For the material below, output exactly the span from the line with "In every <instance>" to the line with "box: [342, 41, 586, 184]", including both, and nothing besides.

------ RECORD EXCERPTS ------

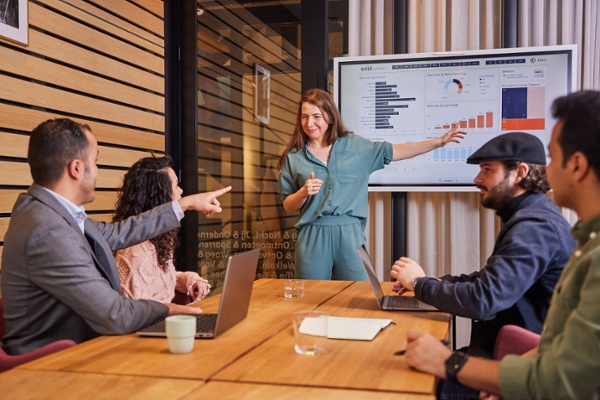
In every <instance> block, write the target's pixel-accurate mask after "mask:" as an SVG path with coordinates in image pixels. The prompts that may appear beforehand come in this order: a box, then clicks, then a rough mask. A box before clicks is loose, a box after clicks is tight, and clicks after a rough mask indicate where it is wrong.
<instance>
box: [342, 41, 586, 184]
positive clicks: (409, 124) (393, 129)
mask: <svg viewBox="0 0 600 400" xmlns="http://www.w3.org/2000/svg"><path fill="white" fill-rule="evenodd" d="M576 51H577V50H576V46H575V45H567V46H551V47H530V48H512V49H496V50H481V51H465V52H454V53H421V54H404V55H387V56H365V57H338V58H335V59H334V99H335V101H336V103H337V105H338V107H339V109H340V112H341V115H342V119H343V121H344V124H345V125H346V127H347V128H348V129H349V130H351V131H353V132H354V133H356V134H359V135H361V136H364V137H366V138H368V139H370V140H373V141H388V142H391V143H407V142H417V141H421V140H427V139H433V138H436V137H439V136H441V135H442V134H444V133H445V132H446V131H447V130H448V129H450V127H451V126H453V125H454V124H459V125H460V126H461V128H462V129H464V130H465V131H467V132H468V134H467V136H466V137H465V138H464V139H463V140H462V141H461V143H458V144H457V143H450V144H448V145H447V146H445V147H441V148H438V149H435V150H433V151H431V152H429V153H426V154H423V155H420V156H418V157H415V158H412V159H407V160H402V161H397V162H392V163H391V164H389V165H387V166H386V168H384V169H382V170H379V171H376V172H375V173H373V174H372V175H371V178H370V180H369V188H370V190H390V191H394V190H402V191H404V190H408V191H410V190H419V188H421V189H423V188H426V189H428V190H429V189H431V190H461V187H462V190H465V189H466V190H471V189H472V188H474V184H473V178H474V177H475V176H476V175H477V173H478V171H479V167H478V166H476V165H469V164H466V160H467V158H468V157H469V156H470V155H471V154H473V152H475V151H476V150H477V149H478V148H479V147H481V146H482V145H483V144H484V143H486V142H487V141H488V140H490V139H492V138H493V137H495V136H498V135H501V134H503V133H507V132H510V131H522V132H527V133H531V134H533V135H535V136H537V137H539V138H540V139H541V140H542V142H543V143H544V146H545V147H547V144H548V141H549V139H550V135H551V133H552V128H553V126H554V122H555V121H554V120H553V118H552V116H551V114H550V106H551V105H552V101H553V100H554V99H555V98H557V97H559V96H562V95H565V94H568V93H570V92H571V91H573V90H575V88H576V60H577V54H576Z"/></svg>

------
------ RECORD EXCERPTS ------

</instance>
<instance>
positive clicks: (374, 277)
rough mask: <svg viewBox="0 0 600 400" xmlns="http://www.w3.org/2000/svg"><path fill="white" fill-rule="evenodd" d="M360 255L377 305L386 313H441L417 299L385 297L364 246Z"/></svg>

------
------ RECORD EXCERPTS ------

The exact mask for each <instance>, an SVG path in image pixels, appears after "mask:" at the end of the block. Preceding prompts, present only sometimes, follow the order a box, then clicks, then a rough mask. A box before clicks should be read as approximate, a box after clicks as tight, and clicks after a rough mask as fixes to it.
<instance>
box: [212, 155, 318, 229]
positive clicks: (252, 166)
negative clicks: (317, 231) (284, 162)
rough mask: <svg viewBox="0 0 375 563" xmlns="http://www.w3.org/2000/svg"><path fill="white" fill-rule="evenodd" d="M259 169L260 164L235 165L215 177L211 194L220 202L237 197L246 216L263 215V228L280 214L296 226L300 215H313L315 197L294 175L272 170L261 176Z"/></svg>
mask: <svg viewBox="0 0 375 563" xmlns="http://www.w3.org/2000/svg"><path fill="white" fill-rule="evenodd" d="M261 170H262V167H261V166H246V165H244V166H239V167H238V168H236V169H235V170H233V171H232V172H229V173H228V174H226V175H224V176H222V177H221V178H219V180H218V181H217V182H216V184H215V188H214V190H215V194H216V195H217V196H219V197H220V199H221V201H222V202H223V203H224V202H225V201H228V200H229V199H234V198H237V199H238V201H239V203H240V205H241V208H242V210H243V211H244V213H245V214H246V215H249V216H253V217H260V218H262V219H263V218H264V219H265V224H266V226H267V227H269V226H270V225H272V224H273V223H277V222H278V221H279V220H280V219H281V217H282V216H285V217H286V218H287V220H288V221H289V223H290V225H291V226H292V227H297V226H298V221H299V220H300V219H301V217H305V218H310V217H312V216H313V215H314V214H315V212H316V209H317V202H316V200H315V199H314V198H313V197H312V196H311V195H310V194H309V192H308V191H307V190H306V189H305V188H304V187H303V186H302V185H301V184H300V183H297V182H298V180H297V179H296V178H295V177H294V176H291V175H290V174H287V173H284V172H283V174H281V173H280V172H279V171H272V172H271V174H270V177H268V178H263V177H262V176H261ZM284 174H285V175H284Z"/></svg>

------

■ EXERCISE RESULT ■
In every <instance> block, write the target's pixel-accurate mask after "mask:" as an SVG path with coordinates in image pixels. The prompts that may appear beforehand come in this order: a box, then clicks, then a rough mask. A box before clicks is loose, a box after clicks is tight, and clicks after a rough mask indicate where it is wrong.
<instance>
box: [342, 41, 586, 184]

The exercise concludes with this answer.